程度の差はあれ、ヨブのように自らの誕生、そしてその存在を寿(ことほ)ぐことの出来ない人はこの日本にも数多(あまた)居ることと思います。
しかし、私たち誰もが、その誕生の際には親、祖父母、親族と共に、創造者である神が「はなはだ良かった」と祝福してくれた筈なのです。人はみな、神の最高傑作としてその生を始めている、それが、人が認識すべき第一の原点です。
2. 人の歩みは、安息日に神を喜び楽しむことから始まる
創世記では天と地とは六日間で造られたことになっています。そして人類の創造は最終日の六日目です。
「夕となり、朝となった。第六日である」(1章31節後半)。
もちろん、それは時計が刻むクロノロジーという時間と同じ六日間ではありません。宇宙物理学では地球の誕生は四十六億年前です。この「第六日」というのは、神の世界創造の順序とそのわざの完了を意味する表現です。
「こうして天と地と、その万象(ばんしょう)とが完成した」(2章1節)。
しかし、それで終わりではありません。この「完成」(1節)は次の段階の始まりを意味します。
たとえば、家が出来た、家具も搬入した、電化製品も買い整えた、夫婦が入居した、それで完了、ではないのです。そこから新しい生活が始まります。
「天と地と、その万象とが完成した」(1節)とは、その後の新しい生活の始まりを意味する宣言なのです。新しく始まる生活とは、人が人生のパートナーである神を喜び楽しみ、人生を喜び楽しむ生活でした。
神はご自分が造られたものを点検して、ベリーグッドと言われ、満足し、作業を終えた七日目に「休まれた」と創世記には記されています。

• **データセット内容**

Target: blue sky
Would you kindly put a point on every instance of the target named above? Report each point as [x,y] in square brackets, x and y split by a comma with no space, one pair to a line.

==

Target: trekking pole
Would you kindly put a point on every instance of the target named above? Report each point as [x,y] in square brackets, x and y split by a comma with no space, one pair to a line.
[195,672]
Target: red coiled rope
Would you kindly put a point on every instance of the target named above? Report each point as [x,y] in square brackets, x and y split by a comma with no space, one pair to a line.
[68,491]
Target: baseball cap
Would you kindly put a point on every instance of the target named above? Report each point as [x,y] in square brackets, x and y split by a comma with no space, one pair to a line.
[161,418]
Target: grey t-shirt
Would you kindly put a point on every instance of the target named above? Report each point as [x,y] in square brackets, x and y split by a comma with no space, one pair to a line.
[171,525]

• **設問 1**
ページ本文に基づき、次の問いに答えてください。
(a) 宇宙物理学では、地球の誕生は何年前とされていますか。
(b) 創世記において、人類が創造されたのは何日目ですか。
(c) 2章1節の「完成」は何を意味すると述べられていますか。
• **設問 2**
ページ本文のうち、「もちろん、それは時計が刻むク」から「人生を喜び楽しむ生活でした。」までの部分を、両端を含めて一字一句そのまま書き写してください。

• **解答 1**
(a) 四十六億年前
(b) 六日目
(c) 次の段階の始まり

• **解答 2**
もちろん、それは時計が刻むクロノロジーという時間と同じ六日間ではありません。宇宙物理学では地球の誕生は四十六億年前です。この「第六日」というのは、神の世界創造の順序とそのわざの完了を意味する表現です。
「こうして天と地と、その万象(ばんしょう)とが完成した」(2章1節)。
しかし、それで終わりではありません。この「完成」(1節)は次の段階の始まりを意味します。
たとえば、家が出来た、家具も搬入した、電化製品も買い整えた、夫婦が入居した、それで完了、ではないのです。そこから新しい生活が始まります。
「天と地と、その万象とが完成した」(1節)とは、その後の新しい生活の始まりを意味する宣言なのです。新しく始まる生活とは、人が人生のパートナーである神を喜び楽しみ、人生を喜び楽しむ生活でした。